__Supplied material__.
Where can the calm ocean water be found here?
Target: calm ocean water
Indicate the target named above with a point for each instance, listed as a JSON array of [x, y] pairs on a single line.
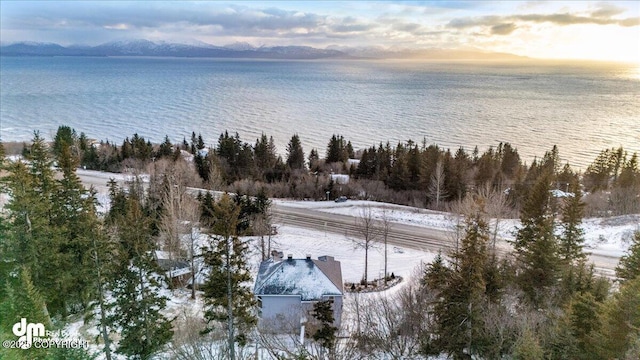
[[581, 108]]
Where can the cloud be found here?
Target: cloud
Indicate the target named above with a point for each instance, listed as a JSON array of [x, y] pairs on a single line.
[[605, 10], [503, 25], [503, 29]]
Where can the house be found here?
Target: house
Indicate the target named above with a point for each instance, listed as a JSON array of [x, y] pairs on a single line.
[[287, 289]]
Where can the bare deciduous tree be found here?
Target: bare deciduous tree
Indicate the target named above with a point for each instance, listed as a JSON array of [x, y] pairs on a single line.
[[437, 191], [385, 229], [367, 231]]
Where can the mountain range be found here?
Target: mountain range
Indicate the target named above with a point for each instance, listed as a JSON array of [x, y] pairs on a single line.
[[237, 50]]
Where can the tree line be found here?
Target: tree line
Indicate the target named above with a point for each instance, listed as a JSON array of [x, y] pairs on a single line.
[[408, 173], [61, 259]]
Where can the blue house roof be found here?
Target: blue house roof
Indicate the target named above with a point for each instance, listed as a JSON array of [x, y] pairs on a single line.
[[310, 279]]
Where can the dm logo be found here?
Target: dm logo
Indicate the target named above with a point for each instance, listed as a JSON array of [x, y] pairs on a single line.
[[26, 332]]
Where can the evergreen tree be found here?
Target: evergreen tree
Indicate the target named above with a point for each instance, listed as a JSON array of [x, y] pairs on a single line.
[[629, 265], [572, 237], [459, 311], [165, 149], [437, 274], [295, 154], [137, 305], [536, 245], [337, 150], [325, 335], [137, 309], [228, 300], [38, 240], [630, 173], [65, 138], [620, 322], [313, 160]]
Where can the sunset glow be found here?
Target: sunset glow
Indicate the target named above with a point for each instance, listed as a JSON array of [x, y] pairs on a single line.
[[551, 30]]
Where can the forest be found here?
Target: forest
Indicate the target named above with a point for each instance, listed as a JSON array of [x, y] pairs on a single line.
[[63, 261]]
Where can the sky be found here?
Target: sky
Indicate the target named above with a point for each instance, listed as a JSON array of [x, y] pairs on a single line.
[[539, 29]]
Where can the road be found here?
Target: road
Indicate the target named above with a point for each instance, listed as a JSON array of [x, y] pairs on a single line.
[[403, 235], [400, 235]]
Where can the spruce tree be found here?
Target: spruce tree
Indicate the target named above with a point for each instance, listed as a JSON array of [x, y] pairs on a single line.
[[228, 300], [137, 303], [325, 335], [536, 245], [459, 310], [629, 266], [295, 154], [572, 237]]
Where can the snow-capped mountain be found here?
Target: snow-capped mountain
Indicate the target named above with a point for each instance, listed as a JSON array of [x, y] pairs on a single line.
[[149, 48]]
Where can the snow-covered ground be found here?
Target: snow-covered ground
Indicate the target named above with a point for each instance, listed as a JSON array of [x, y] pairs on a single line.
[[607, 236]]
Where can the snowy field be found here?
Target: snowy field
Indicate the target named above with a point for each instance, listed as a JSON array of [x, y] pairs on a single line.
[[607, 236]]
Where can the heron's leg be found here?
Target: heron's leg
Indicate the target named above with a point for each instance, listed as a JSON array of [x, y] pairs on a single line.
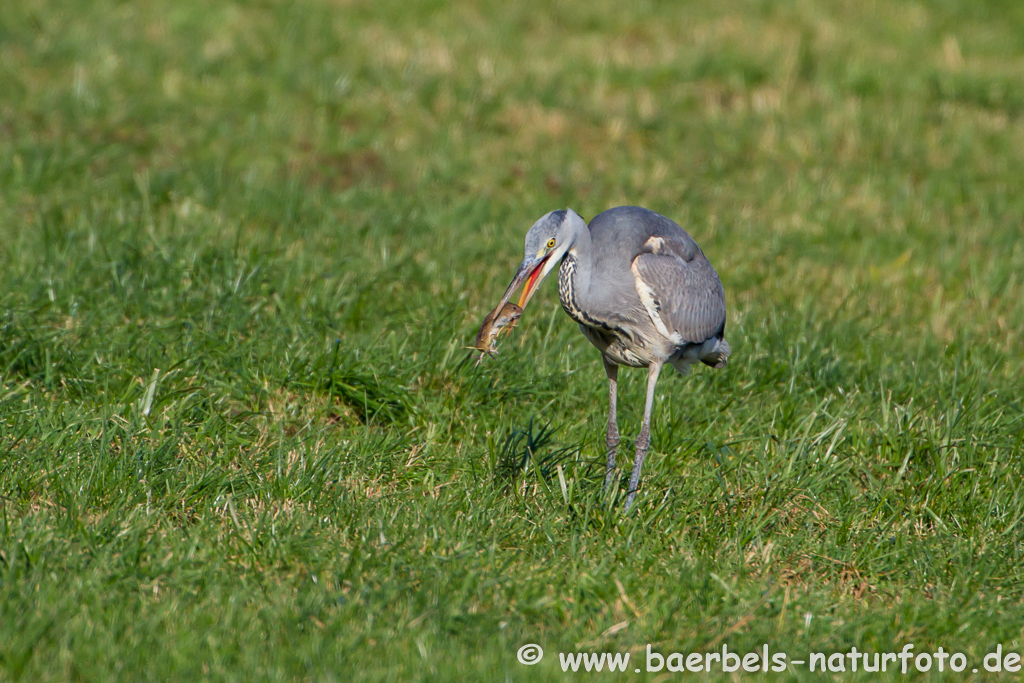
[[611, 370], [643, 440]]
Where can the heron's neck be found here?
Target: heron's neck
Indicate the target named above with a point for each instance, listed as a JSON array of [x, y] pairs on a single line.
[[580, 251]]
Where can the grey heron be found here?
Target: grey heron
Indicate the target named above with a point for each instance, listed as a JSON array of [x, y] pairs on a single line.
[[642, 292]]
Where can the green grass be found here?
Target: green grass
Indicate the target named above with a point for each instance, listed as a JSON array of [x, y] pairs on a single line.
[[243, 246]]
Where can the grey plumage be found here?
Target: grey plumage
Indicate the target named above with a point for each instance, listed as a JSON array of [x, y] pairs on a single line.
[[642, 292]]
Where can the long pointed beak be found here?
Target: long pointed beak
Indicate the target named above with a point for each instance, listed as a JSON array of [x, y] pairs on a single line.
[[529, 270]]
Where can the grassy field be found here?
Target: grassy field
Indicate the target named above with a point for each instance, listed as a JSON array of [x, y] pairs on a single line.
[[243, 246]]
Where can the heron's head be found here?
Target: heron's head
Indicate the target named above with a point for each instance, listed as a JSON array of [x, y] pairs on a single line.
[[547, 242]]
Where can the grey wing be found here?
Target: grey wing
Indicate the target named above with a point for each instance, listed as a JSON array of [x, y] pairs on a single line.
[[684, 298]]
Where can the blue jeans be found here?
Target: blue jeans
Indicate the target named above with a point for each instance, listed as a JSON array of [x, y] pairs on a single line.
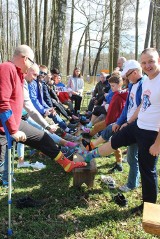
[[57, 120], [20, 148], [132, 159]]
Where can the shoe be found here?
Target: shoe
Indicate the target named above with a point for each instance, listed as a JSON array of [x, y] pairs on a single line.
[[120, 200], [27, 201], [137, 210], [86, 135], [85, 130], [38, 165], [72, 131], [72, 126], [109, 181], [68, 152], [125, 188], [117, 167], [24, 165], [86, 145]]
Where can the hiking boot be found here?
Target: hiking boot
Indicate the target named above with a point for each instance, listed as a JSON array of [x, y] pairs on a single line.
[[125, 188], [27, 201], [117, 167]]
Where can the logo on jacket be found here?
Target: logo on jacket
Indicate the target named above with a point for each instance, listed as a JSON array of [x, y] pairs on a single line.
[[146, 100]]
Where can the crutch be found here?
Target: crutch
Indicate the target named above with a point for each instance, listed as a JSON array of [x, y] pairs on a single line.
[[4, 117]]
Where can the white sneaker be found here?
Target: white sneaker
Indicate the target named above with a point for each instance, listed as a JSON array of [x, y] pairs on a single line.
[[23, 165], [38, 165], [125, 188]]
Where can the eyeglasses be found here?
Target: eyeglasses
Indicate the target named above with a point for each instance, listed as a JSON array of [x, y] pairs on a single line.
[[129, 73], [42, 73], [31, 61]]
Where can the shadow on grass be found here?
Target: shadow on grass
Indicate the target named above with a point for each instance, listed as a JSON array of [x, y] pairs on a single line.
[[67, 209]]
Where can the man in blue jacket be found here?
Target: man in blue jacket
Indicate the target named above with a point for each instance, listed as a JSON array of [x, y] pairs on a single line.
[[132, 103]]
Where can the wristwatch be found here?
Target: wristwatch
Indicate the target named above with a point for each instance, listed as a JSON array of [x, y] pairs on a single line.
[[48, 128]]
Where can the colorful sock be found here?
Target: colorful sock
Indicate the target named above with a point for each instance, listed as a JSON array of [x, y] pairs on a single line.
[[71, 144], [88, 156], [67, 164]]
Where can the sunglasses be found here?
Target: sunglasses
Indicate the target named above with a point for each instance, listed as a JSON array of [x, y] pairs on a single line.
[[42, 73], [129, 73], [31, 61]]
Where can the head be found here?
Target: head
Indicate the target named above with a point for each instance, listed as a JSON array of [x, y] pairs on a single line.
[[103, 77], [120, 62], [132, 70], [150, 62], [23, 57], [43, 71], [116, 82], [32, 73], [76, 72]]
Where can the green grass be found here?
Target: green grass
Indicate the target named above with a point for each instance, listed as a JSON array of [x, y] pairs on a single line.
[[71, 213]]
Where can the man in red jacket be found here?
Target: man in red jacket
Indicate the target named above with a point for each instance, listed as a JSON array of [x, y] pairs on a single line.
[[11, 98]]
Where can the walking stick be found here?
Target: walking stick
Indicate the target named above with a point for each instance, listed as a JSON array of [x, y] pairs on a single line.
[[4, 117]]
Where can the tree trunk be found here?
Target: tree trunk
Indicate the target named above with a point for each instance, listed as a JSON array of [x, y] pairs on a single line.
[[117, 30], [58, 41], [44, 42], [70, 39], [149, 24], [136, 30], [111, 38], [21, 21]]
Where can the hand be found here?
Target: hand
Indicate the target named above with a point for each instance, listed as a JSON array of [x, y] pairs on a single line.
[[53, 127], [47, 112], [123, 125], [154, 149], [19, 136], [115, 127]]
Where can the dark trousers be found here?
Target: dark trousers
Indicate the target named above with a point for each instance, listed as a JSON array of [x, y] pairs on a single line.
[[77, 99], [147, 163]]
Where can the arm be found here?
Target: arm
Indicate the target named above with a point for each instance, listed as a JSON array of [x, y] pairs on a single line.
[[155, 148], [33, 93]]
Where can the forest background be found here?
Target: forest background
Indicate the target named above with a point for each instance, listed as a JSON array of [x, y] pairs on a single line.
[[91, 34]]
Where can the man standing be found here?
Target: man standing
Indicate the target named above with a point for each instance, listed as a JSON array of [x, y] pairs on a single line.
[[145, 132], [11, 98]]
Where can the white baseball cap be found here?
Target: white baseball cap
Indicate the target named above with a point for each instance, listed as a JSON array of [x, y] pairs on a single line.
[[129, 65]]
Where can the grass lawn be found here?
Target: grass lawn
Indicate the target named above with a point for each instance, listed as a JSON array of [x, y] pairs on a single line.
[[71, 213]]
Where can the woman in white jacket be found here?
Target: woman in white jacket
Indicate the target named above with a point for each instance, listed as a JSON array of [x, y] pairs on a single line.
[[76, 86]]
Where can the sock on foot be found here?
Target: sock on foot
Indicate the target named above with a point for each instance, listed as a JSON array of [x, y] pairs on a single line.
[[71, 144], [67, 164]]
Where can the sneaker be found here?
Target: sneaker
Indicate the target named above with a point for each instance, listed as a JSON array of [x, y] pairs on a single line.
[[85, 129], [24, 165], [38, 165], [68, 152], [117, 167], [72, 126], [109, 181], [72, 131], [125, 188], [27, 201], [86, 135], [86, 145]]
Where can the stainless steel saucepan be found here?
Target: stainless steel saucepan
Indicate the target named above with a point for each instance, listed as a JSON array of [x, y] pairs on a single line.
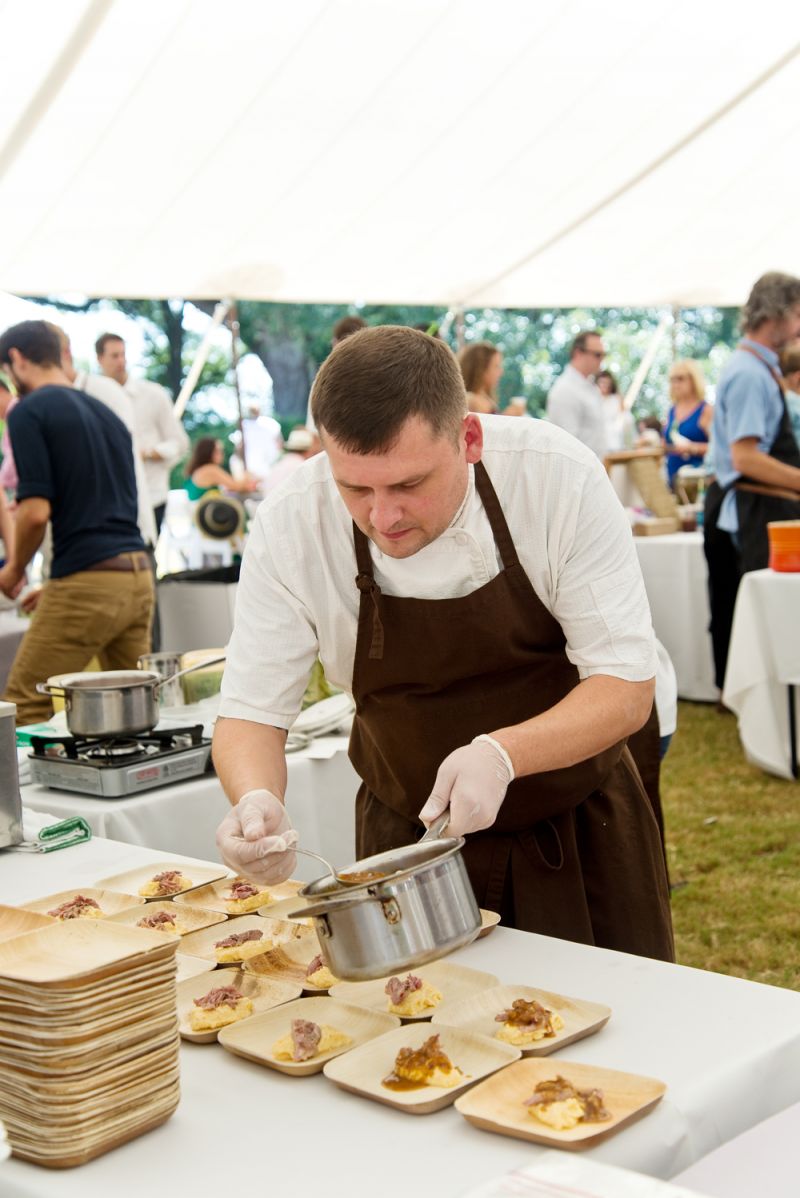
[[416, 905], [113, 702]]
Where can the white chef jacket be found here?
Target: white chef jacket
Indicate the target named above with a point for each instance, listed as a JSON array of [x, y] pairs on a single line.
[[297, 594], [157, 428], [575, 404], [113, 395]]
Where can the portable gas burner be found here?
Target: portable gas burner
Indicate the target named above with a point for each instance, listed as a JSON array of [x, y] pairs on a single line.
[[114, 767]]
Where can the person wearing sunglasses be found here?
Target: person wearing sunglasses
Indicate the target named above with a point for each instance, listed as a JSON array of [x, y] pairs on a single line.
[[575, 401], [689, 424]]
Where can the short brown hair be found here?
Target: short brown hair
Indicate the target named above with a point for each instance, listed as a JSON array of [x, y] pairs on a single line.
[[581, 342], [346, 327], [35, 340], [375, 380], [770, 298], [474, 361], [102, 342], [791, 358]]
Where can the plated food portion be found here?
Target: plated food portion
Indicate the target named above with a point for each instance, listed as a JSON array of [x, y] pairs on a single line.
[[237, 896], [17, 920], [84, 902], [300, 1038], [570, 1106], [167, 917], [165, 878], [419, 1069], [489, 921], [213, 1000], [297, 960], [537, 1021], [241, 938], [418, 994]]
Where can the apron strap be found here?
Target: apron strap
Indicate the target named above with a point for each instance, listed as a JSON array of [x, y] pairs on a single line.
[[494, 509], [367, 585], [776, 375]]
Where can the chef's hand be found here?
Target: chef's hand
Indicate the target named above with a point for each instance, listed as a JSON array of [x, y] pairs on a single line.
[[256, 838], [11, 581], [472, 782]]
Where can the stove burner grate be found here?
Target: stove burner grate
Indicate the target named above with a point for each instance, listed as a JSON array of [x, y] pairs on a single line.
[[115, 750]]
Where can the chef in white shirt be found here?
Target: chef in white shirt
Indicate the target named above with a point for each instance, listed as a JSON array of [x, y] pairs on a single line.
[[161, 436], [575, 401], [473, 582]]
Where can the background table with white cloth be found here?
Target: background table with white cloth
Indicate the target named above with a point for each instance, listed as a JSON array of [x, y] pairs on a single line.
[[12, 629], [762, 1161], [690, 1028], [764, 665], [200, 615], [676, 581], [183, 816]]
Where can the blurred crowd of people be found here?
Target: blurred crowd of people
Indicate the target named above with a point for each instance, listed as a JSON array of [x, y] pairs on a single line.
[[86, 463]]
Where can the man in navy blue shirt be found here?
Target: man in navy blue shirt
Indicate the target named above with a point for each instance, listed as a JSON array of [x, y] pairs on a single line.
[[74, 460], [753, 452]]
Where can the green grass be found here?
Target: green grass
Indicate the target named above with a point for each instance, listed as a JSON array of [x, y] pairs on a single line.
[[733, 845]]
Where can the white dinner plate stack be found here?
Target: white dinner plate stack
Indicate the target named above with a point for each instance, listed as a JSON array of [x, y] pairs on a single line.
[[323, 718], [89, 1039]]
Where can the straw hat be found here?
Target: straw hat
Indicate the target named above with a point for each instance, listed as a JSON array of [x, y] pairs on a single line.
[[219, 516], [298, 441]]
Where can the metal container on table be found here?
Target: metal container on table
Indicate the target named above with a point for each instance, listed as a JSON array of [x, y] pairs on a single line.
[[11, 810], [165, 665], [416, 905], [110, 702]]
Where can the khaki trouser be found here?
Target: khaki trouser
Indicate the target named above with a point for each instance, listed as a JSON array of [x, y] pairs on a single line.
[[104, 613]]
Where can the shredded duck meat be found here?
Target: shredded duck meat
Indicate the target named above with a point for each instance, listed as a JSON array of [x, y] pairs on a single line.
[[223, 996]]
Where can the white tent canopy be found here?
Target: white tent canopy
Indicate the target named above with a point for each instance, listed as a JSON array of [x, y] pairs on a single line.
[[525, 153]]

__Activity__. Leaving out the pictures, restate each line of the listing above verbatim, from the opening line to the line bearing "Target: mountain range", inclusive, and no more.

__Answer section__.
Where can the calm ocean water be found here?
Target: calm ocean water
Indicate the target named above with a point for each instance, listed as a JSON array of [x, y] pairs on a single line.
[[581, 108]]
Where can the cloud be found here?
Target: cloud
Indicate the target named above with a point for each instance, listed as a JSON array of [x, y] pairs on a single line.
[[605, 10], [503, 25], [503, 29]]
Where can the house be found here?
Target: house
Indicate the target named above with a point for each instance, listed as a JSON array of [x, y] pairs on a single line.
[[287, 289]]
Where can the bare deciduous tree be found here?
Target: bare deciduous tree
Indicate the target named above with a point for each instance, listed as a JSON array of [x, y] pairs on a single line.
[[437, 191], [385, 229], [367, 231]]
Where can the mountain range be found here?
Target: mountain range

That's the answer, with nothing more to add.